▶ **Task instructions**
Please reproduce word for word the passage of the Connecticut politics text from "The disputants fell" up to and including "conservative in sight.".

▶ **Source**
★ ★ ★ ★
At the beginning of November, there occurred on the blog site “Connecticut Local Politics” a fruitful discussion concerning the yet nascent conservative movement in Connecticut.

The disputants fell into one of two pews: There were those on the left side of the church who, biting their knuckles, supposed the state was falling into the clutches of wicked national conservatives; and there were those, myself among them, on the right side of the church, who pointed out that the powers that be in the state, what ever the drift nationally, were moderate Republicans, a vanishing species, and left of center Democrats, with nary a conservative in sight.

Politically, Connecticut has rested for years -- now uneasily -- in the hands of liberal Democrats. Presently, the state legislature is full of progressives, captained in the House by a former union steward, the redoubtable Speaker of the House Chris Donovan, and in the senate by a committed progressive, Don Williams. The legislature has enough votes to override Governor Jodi Rell’s veto; and should anyone suppose that Rell has served as a breakwater preventing liberals from spending the state into penury, the last budget battle may disabuse them of his fantasy.

To avoid a political trap door, Rell refused to sign Connecticut’s spendthrift budget, intending to line-veto some expensive unnecessary earmarks. After the swollen spending budget passed through the legislature somewhat in the manner of a cow passing through innards of an anaconda, Rell was told she could not do this without having signed the budget. Check mate time had arrived, and the Queen – Snow White, as the Democrats preferred to call her – had been outflanked.

The budget passed by the veto proof Democratic majority, which relied for balance upon one time only revenue sources and a pocket full of smoke and mirrors, was found by Democratic state Comptroller Nancy Wyman  to be out of balance by about a billion dollars, a figure that is certain to increase.
The final budget, recently pushed through the legislature by Williams and Donovan, is a $37.6 billion lodestone that disperses $18.64 billion this fiscal year and $18.93 billion in 2010-11.

Noting the many getting and spending problems in Connecticut, Moody’s has rated the state’s bonds down from 2AA to negative, a cold splash in the face for Democrats in the legislature who had hoped to patch their budget with a new progressive income tax and bubble gum.

The discussion at CLP evolved into a useful discourse on the many houses within the conservative movement; one is tempted to use the word “diversity” in this connection.
★ ★ ★ ★
▶ **Material provided**
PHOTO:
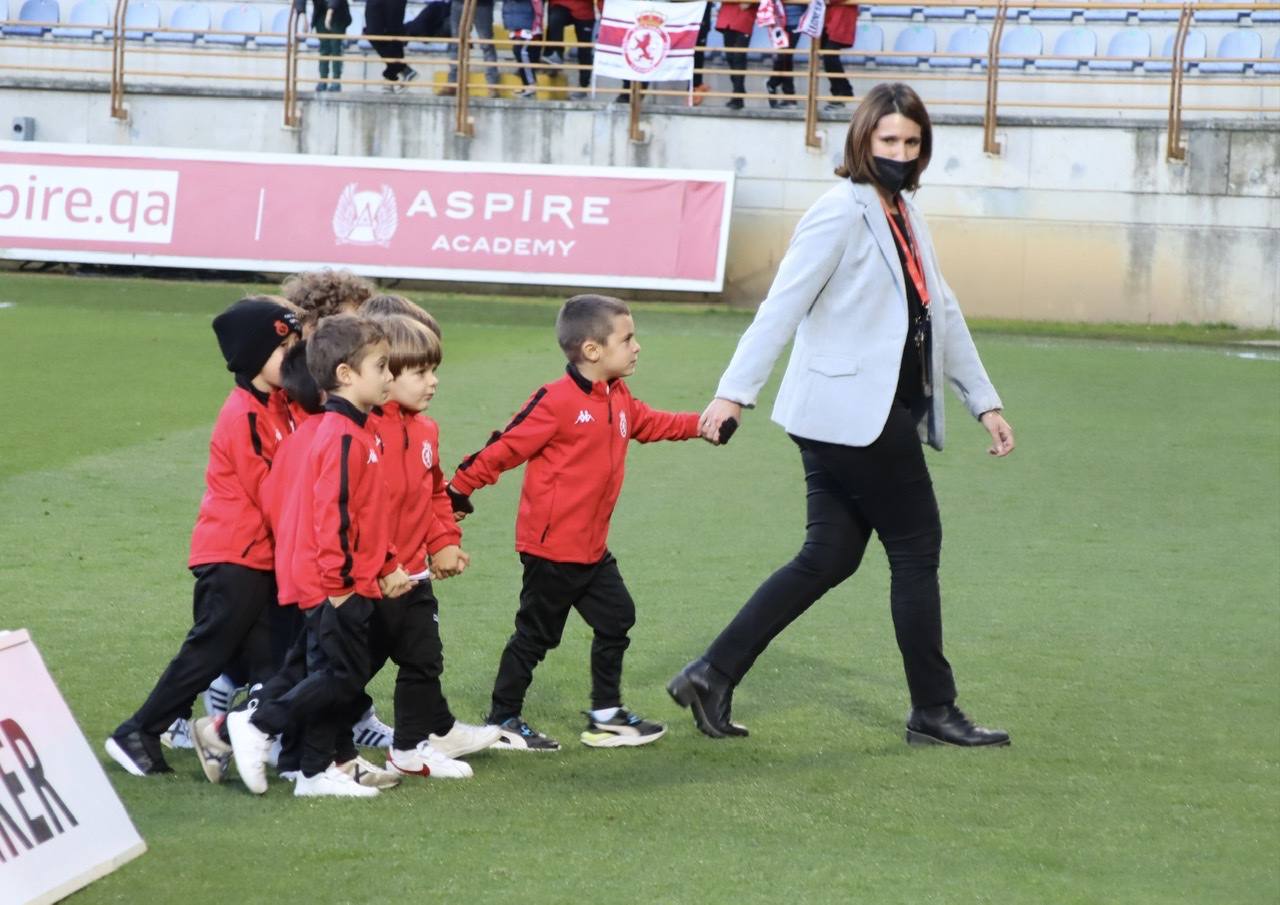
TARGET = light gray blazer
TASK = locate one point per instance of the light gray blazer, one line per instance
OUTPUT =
★ ★ ★ ★
▶ **Solution for this exercise**
The disputants fell into one of two pews: There were those on the left side of the church who, biting their knuckles, supposed the state was falling into the clutches of wicked national conservatives; and there were those, myself among them, on the right side of the church, who pointed out that the powers that be in the state, what ever the drift nationally, were moderate Republicans, a vanishing species, and left of center Democrats, with nary a conservative in sight.